_Trecho do documento_.
——
Folha de S. Paulo


O calcanhar da Embrapa

Imagens de satélite e sistemas de informações geográficas (georreferenciamento) são hoje ferramentas imprescindíveis para planejar, administrar e governar. No setor estratégico da agricultura, então, em que a terra é o fator básico de produção, tornou-se vital.

É de estranhar, portanto, que a conceituada Empresa Brasileira de Pesquisa Agropecuária (Embrapa) não tenha alcançado nessa área renome comparável ao do Instituto Nacional de Pesquisas Espaciais (Inpe). Este ganhou projeção nacional e internacional com seu eficiente sistema de monitoramento da devastação na Amazônia, iniciado já na década de 1980.

Foi também naqueles anos, mais precisamente em 1989 (governo José Sarney), que se criou a Embrapa Monitoramento por Satélite (EMS, para abreviar), sediada em Campinas (SP). De lá para cá, no entanto, essa unidade da empresa ganhou mais notoriedade pelas controvérsias em sua administração do que pela produção científica.

A direção da EMS passa agora por novo processo de substituição, que poderá lançá-la mais uma vez sob o foco polêmico. A comissão de seleção habilitou dois concorrentes, Evaristo Eduardo de Miranda, que já dirigiu a unidade, e Edson Luis Bolfe, que chefiou seu setor de pesquisa e desenvolvimento por mais de cinco anos. A decisão final caberá ao presidente da Embrapa, Maurício Antônio Lopes, que em breve terá de renovar seu mandato.

A disputa pela EMS é acirrada. O grupo de Miranda, hoje minoritário, comandou-a mais de uma vez até 2009. Naquele ano Miranda obteve repercussão nacional com o relatório "Alcance Territorial da Legislação Ambiental e Indigenista".

O trabalho concluía que sobravam só 29% do território nacional para a agropecuária. O restante estaria tomado por unidades de conservação, terras indígenas, quilombos, corpos d' água, cidades etc.
——
_Material de origem_.
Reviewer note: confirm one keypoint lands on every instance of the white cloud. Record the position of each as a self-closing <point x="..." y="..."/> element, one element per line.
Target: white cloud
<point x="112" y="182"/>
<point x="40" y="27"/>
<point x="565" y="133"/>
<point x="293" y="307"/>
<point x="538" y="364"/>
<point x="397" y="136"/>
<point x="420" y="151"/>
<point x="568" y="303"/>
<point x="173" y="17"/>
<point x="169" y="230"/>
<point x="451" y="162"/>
——
_Tarefa A_.
Relacione todas as pessoas mencionadas nominalmente no texto sobre a Embrapa.
_Tarefa B_.
Transcreva literalmente a parte do texto sobre a Embrapa que se inicia com as palavras "Foi também naqueles" e se encerra com "renovar seu mandato.".

_Resultado A_.
José Sarney
Evaristo Eduardo de Miranda
Edson Luis Bolfe
Maurício Antônio Lopes

_Resultado B_.
Foi também naqueles anos, mais precisamente em 1989 (governo José Sarney), que se criou a Embrapa Monitoramento por Satélite (EMS, para abreviar), sediada em Campinas (SP). De lá para cá, no entanto, essa unidade da empresa ganhou mais notoriedade pelas controvérsias em sua administração do que pela produção científica.

A direção da EMS passa agora por novo processo de substituição, que poderá lançá-la mais uma vez sob o foco polêmico. A comissão de seleção habilitou dois concorrentes, Evaristo Eduardo de Miranda, que já dirigiu a unidade, e Edson Luis Bolfe, que chefiou seu setor de pesquisa e desenvolvimento por mais de cinco anos. A decisão final caberá ao presidente da Embrapa, Maurício Antônio Lopes, que em breve terá de renovar seu mandato.